┌──
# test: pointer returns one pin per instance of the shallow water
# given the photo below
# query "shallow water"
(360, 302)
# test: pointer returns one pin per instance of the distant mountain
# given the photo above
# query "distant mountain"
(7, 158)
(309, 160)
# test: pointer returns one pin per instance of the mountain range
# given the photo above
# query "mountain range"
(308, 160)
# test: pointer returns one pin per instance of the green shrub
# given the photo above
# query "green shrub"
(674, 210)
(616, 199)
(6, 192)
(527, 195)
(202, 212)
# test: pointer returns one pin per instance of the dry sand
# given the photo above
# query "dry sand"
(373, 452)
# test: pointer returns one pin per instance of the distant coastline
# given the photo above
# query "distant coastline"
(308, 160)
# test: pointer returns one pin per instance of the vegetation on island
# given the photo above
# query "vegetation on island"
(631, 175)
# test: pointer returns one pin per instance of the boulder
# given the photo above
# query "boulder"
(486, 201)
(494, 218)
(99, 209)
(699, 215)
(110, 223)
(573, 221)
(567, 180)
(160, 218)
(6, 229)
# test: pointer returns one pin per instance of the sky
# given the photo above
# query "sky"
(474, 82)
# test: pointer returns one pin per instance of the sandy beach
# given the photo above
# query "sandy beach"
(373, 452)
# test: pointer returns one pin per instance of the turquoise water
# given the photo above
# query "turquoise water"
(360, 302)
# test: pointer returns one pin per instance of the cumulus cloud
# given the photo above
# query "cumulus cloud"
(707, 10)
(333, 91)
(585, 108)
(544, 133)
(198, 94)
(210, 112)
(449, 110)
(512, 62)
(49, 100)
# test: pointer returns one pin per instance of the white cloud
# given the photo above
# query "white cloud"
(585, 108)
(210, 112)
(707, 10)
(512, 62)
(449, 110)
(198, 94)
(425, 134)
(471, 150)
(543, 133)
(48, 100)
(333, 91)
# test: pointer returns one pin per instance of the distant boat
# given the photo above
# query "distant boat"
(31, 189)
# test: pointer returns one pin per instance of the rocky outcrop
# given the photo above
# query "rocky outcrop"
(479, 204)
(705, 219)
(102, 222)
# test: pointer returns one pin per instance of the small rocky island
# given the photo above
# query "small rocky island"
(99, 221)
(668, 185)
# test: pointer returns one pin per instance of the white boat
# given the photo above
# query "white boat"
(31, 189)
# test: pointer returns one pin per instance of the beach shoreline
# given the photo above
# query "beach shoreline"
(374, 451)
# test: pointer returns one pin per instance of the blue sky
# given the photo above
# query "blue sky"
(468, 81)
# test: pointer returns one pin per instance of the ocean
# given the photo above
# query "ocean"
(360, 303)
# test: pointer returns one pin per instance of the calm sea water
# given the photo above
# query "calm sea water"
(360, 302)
└──
┌──
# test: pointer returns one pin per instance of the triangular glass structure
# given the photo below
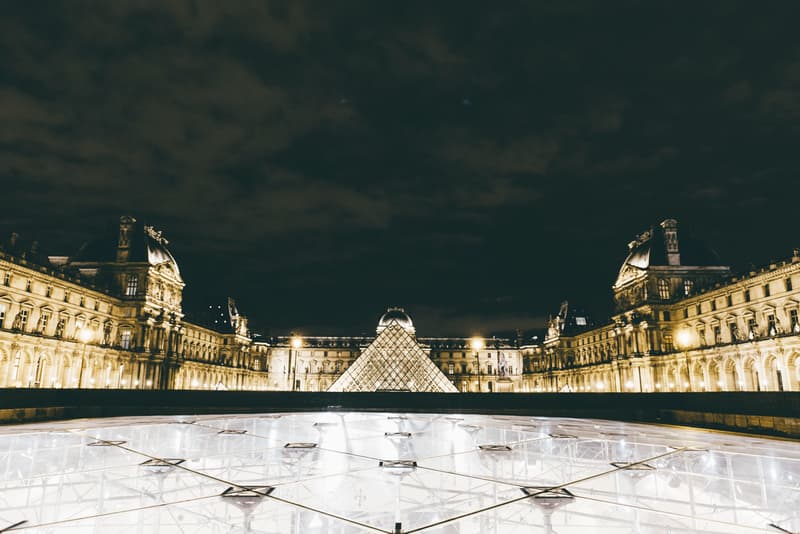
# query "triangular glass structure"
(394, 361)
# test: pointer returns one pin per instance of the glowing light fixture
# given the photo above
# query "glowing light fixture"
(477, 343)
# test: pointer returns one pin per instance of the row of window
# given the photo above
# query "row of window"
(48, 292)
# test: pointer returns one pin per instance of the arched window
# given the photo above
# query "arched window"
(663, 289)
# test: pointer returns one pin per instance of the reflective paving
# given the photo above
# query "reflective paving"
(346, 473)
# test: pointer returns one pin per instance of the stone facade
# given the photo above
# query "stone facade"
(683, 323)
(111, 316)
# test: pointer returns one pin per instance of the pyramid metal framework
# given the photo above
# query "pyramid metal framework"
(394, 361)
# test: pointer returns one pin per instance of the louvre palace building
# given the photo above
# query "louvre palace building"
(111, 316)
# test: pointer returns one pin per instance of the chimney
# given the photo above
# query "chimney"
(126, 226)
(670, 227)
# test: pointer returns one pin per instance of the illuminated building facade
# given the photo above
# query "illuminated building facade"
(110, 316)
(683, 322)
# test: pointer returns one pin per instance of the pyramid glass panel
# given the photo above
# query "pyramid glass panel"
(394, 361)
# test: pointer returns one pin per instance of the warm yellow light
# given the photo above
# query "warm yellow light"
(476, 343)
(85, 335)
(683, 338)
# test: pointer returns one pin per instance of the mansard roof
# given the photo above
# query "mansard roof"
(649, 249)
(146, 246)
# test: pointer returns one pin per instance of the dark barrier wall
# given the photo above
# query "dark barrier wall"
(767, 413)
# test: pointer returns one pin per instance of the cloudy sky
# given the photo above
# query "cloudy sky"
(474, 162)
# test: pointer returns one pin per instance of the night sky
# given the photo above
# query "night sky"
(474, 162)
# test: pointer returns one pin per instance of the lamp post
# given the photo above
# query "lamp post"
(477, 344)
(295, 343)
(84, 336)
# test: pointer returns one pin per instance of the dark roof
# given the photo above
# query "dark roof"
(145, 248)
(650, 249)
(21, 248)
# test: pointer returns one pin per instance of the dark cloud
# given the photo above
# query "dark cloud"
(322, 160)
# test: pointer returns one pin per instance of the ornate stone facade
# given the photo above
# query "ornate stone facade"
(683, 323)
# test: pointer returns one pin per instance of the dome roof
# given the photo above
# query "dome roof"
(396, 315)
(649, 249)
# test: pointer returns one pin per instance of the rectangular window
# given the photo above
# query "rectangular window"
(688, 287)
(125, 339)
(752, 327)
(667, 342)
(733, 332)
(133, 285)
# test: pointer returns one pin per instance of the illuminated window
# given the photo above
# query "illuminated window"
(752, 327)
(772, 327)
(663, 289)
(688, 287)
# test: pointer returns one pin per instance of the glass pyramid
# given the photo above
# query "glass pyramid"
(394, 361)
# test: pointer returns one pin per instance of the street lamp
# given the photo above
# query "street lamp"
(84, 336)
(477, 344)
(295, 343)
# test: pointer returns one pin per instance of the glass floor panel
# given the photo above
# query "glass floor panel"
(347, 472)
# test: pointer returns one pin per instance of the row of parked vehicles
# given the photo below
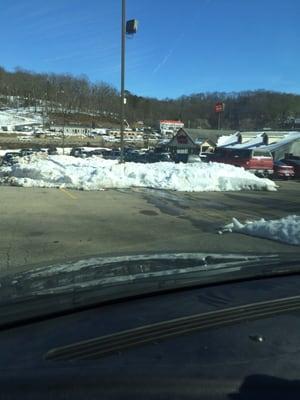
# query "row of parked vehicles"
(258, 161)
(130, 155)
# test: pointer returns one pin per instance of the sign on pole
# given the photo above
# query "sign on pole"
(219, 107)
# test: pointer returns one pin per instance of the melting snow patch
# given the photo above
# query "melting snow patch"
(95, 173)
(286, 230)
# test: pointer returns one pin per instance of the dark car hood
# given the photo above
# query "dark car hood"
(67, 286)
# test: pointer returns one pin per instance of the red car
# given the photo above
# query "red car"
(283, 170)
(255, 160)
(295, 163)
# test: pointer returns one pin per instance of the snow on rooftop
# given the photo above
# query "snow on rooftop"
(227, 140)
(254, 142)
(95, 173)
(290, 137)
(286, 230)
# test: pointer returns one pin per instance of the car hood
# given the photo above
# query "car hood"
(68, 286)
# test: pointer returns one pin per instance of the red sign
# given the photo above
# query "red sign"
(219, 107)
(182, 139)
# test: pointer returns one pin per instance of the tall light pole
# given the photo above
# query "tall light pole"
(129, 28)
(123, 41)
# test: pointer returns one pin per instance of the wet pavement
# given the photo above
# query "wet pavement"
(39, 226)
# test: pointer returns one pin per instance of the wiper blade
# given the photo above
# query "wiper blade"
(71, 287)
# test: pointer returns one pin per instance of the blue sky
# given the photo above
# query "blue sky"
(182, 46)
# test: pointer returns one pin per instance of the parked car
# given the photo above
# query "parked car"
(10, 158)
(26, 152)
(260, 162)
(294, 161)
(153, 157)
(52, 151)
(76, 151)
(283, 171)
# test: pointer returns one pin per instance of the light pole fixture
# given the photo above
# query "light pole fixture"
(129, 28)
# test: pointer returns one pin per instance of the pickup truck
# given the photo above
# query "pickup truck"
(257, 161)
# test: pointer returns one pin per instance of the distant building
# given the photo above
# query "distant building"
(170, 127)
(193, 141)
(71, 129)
└──
┌──
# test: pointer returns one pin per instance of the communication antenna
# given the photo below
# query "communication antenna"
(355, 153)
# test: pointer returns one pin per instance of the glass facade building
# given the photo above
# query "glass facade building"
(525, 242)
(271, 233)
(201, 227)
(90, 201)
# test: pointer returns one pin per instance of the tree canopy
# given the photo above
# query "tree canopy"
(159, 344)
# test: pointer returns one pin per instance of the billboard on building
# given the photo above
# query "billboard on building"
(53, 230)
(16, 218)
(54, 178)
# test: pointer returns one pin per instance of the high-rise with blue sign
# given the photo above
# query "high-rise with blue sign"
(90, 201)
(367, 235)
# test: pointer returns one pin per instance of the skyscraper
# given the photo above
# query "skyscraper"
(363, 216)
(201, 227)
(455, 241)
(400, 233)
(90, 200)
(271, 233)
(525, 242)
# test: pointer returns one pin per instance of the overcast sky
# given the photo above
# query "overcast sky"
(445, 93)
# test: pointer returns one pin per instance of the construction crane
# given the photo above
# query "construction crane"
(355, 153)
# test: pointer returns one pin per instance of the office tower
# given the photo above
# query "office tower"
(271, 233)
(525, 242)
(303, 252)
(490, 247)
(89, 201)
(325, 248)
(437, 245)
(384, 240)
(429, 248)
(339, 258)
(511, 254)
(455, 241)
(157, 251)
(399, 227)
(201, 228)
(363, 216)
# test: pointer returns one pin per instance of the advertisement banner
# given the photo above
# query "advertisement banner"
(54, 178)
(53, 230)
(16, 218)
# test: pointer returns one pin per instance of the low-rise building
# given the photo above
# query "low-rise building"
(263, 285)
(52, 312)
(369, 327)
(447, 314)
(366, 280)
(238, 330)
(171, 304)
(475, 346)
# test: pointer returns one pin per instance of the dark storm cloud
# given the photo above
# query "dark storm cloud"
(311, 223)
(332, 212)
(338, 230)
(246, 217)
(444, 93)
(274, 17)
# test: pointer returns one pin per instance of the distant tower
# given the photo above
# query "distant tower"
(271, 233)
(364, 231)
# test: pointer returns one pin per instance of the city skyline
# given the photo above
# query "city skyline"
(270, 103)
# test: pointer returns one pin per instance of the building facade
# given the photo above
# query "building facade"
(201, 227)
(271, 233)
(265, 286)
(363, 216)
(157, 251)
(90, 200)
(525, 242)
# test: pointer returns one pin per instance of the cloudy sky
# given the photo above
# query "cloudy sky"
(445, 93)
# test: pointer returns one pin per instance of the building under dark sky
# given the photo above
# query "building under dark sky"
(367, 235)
└──
#### EXERCISE GOAL
Collect every line above that contains the word "shallow".

#### TASK SOLUTION
# test: pointer returns one pin per instance of the shallow water
# query "shallow water"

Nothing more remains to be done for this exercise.